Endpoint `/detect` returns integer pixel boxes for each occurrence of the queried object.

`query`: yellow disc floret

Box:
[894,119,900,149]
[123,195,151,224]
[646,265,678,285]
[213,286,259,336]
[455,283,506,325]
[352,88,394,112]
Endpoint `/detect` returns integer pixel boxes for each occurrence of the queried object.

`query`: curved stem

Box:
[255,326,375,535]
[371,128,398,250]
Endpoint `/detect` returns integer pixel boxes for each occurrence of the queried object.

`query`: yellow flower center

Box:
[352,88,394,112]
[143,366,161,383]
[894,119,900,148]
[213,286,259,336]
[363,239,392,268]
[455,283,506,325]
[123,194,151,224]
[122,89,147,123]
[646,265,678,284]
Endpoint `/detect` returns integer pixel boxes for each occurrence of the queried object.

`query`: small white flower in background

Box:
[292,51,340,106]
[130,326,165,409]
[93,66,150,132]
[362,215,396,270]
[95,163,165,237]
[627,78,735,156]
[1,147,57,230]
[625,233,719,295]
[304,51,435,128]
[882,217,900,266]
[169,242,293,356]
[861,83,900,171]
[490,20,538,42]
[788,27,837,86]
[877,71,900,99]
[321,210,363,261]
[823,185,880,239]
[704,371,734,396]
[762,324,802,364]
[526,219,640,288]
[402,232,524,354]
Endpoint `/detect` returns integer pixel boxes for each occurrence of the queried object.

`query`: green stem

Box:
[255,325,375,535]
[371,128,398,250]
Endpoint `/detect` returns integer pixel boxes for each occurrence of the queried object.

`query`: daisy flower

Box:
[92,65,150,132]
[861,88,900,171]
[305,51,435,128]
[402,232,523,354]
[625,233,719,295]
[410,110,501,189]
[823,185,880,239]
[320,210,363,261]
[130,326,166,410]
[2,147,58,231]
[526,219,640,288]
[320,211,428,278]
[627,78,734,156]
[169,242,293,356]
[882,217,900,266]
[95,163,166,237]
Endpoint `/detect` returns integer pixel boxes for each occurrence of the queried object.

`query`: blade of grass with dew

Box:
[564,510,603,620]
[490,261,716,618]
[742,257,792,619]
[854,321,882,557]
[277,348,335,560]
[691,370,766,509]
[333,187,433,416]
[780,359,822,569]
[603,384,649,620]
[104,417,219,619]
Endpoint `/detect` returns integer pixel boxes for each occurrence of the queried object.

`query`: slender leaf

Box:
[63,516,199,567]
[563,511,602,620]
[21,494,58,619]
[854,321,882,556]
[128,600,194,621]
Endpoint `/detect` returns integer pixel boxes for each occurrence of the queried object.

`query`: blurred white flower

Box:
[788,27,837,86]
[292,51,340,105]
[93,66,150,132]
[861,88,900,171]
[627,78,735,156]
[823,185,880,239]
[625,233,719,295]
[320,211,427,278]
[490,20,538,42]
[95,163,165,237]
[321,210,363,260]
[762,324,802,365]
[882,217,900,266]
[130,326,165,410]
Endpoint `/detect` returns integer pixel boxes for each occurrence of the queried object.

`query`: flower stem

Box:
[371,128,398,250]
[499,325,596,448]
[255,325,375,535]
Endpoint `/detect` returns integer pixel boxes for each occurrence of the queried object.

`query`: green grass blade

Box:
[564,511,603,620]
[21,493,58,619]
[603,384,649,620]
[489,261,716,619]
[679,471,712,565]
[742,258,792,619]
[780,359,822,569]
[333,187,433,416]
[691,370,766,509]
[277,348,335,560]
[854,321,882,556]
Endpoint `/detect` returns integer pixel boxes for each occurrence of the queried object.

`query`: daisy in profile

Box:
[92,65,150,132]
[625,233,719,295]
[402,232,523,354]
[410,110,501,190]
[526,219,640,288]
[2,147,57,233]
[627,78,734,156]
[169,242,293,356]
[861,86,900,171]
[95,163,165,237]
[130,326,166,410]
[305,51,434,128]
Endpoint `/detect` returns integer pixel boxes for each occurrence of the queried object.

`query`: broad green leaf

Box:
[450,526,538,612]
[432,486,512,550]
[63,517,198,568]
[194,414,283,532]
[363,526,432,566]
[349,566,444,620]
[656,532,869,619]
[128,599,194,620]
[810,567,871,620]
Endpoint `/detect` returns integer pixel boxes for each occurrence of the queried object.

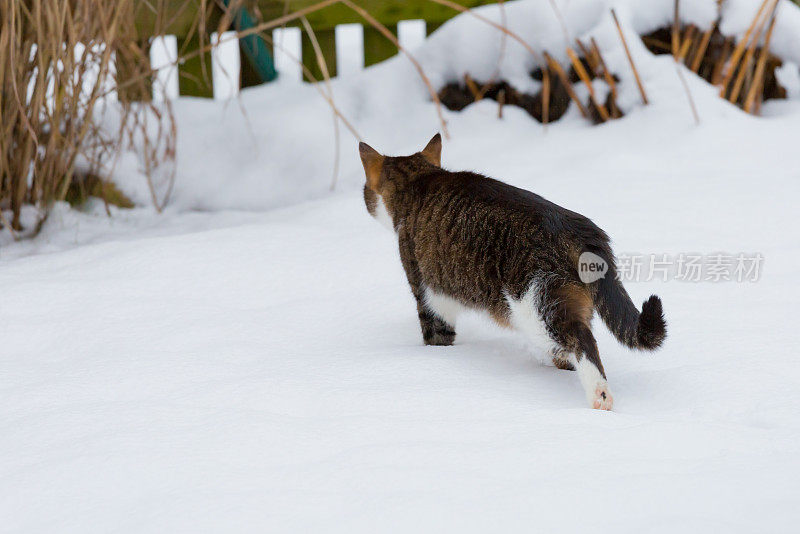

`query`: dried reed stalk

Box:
[548,0,619,123]
[474,0,508,100]
[566,48,609,121]
[711,37,733,85]
[542,67,551,125]
[611,8,649,105]
[672,1,700,124]
[719,0,773,94]
[676,65,701,124]
[744,11,778,113]
[300,16,341,190]
[576,40,598,72]
[672,0,681,58]
[727,0,777,103]
[543,52,589,118]
[548,0,571,48]
[690,22,716,72]
[678,28,695,61]
[590,38,621,119]
[464,73,483,101]
[497,89,505,118]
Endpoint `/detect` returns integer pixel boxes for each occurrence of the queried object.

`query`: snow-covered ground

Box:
[3,1,800,532]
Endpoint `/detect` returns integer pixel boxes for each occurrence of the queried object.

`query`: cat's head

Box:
[359,134,442,230]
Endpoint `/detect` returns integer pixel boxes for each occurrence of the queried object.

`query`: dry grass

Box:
[0,0,178,235]
[645,0,786,115]
[611,8,649,106]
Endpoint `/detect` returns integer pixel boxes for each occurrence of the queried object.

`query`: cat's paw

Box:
[591,383,614,411]
[424,332,455,346]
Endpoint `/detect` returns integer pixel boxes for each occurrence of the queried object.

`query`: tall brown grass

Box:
[0,0,173,234]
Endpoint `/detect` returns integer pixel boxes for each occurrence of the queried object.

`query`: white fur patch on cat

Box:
[372,194,394,231]
[423,288,469,325]
[505,281,555,353]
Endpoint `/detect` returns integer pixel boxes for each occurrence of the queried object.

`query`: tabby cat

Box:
[360,134,666,410]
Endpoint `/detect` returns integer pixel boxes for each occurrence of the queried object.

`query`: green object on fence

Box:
[225,0,278,83]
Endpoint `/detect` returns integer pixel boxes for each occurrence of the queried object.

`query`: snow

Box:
[3,0,800,531]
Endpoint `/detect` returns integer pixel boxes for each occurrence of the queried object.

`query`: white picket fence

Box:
[149,20,427,101]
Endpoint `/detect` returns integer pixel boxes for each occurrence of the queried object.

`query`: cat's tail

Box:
[594,274,666,350]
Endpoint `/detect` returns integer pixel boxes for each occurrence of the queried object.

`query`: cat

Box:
[360,134,666,410]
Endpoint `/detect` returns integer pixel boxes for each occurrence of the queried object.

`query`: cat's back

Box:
[405,169,599,240]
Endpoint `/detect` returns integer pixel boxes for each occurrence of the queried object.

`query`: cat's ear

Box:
[420,133,442,166]
[359,142,385,191]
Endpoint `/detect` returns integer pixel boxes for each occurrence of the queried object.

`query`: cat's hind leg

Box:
[545,283,613,410]
[561,322,613,410]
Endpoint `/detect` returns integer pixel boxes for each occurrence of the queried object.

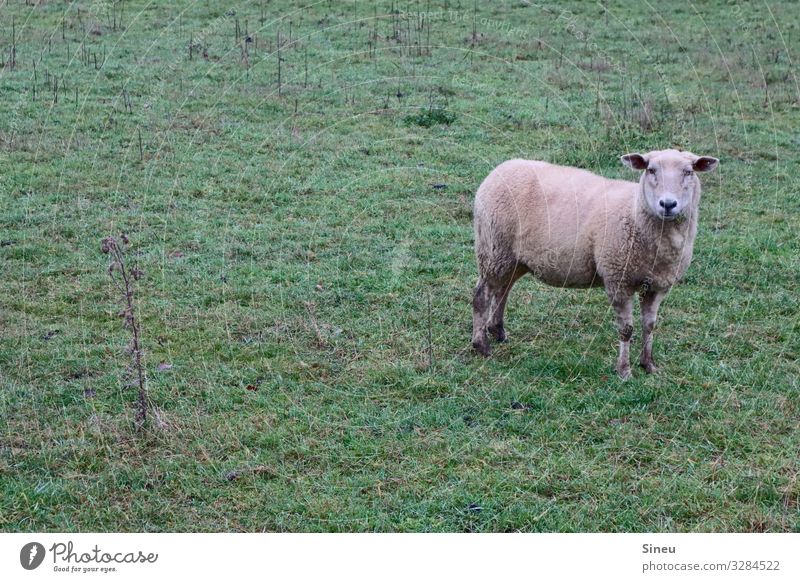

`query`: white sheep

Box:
[471,149,719,378]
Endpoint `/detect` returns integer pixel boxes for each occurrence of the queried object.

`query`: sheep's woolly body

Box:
[475,159,697,296]
[471,150,716,378]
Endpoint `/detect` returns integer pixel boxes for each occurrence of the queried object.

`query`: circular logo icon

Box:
[20,542,46,570]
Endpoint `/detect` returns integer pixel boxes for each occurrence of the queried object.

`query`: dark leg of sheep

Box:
[639,290,665,374]
[487,266,527,342]
[472,278,492,356]
[608,291,634,379]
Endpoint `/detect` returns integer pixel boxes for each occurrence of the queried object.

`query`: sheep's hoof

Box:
[487,324,506,342]
[616,366,632,380]
[472,338,491,357]
[640,361,658,374]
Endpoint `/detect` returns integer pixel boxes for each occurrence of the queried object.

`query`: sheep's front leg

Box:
[472,278,492,356]
[639,290,665,373]
[609,293,634,379]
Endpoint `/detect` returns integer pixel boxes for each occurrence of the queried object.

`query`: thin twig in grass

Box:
[101,234,148,432]
[9,17,16,72]
[471,0,478,45]
[427,291,434,370]
[277,30,282,97]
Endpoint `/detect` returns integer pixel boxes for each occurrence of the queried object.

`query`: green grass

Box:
[1,0,799,532]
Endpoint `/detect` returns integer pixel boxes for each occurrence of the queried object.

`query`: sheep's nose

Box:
[659,198,678,212]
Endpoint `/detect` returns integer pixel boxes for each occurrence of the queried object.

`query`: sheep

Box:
[471,149,719,378]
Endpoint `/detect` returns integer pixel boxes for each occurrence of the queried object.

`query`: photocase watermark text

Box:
[50,541,159,565]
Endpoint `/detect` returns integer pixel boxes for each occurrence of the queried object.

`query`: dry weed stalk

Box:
[101,234,148,431]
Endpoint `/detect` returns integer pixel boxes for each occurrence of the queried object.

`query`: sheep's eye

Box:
[684,169,694,176]
[647,168,656,175]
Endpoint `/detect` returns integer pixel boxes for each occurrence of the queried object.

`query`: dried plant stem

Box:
[426,292,434,370]
[102,235,148,431]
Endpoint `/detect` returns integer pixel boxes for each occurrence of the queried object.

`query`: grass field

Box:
[1,0,798,532]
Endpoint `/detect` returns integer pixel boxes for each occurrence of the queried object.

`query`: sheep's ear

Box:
[692,156,719,173]
[620,153,648,170]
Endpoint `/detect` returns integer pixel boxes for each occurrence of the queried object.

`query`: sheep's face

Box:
[621,150,718,221]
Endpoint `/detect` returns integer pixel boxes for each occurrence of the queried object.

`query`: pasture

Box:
[1,0,798,531]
# # # # # # #
◆ WHAT THIS TASK INVOLVES
Copy out all lines from the material above that contain the string "snow".

◆ ANSWER SPACE
`query`: snow-covered ground
`query`: snow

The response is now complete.